* BEGIN *
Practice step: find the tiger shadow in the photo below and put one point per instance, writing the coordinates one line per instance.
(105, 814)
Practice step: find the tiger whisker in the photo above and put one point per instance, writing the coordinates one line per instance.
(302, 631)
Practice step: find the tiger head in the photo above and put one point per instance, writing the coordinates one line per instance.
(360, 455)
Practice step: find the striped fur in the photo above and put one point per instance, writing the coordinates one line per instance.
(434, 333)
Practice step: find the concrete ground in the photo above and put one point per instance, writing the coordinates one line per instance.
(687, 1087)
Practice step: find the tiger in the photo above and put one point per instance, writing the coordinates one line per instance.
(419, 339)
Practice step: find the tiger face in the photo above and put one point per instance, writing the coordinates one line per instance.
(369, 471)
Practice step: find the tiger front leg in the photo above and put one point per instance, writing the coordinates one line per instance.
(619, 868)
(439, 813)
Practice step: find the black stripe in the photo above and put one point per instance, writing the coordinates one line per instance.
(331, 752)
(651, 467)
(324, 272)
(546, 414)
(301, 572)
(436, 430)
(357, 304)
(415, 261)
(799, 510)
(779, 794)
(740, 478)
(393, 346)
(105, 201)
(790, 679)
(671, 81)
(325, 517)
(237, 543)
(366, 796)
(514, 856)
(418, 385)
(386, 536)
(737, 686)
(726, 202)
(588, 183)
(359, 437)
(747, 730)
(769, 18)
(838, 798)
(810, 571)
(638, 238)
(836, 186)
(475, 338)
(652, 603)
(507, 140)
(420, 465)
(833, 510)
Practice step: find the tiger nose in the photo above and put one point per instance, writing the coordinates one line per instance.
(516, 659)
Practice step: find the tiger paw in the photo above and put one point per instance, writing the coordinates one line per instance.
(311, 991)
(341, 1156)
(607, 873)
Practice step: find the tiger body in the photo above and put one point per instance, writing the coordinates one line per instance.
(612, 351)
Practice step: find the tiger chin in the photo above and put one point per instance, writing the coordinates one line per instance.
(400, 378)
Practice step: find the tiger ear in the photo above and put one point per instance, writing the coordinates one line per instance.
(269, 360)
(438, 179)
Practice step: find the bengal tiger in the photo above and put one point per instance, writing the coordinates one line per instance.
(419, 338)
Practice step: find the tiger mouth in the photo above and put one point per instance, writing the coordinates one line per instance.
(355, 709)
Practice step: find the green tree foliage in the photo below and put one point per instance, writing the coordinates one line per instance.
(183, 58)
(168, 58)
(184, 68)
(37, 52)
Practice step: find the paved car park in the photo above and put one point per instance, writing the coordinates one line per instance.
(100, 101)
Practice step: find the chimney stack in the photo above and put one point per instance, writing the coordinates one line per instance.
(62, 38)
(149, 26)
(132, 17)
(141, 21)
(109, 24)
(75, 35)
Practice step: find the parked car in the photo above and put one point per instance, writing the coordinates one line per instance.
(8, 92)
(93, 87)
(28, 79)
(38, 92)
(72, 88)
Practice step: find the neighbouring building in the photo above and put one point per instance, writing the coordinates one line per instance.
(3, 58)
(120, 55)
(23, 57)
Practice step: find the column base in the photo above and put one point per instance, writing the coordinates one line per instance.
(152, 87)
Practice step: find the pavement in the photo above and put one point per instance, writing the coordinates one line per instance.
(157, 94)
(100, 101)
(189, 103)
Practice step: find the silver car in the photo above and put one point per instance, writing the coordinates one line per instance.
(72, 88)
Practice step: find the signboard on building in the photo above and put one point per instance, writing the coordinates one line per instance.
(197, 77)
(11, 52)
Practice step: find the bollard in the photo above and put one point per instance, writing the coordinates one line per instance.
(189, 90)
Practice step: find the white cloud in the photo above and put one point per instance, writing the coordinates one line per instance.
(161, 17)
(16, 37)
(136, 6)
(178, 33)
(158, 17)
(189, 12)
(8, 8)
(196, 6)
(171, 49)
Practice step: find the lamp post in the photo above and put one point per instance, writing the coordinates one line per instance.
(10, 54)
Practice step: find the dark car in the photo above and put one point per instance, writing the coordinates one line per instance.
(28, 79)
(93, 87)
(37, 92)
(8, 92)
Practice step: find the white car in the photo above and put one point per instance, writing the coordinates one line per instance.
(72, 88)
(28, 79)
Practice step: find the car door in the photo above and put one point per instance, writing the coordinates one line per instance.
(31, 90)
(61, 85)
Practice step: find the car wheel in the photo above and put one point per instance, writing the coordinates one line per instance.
* END *
> _PROBLEM REQUIREMENTS_
Format the material above, from the line containing "Practice step: find the car door" through its final line, as a JSON list of strings with one string per line, omitting any blank lines.

> _COMPLETED TASK_
[
  "Practice step: find the car door in the photo above and put one point per instance, writing the coordinates one line per instance.",
  "(31, 90)",
  "(61, 85)",
  "Practice step: find the car wheel in the photo above and put one point per instance, writing the coordinates one line per instance."
]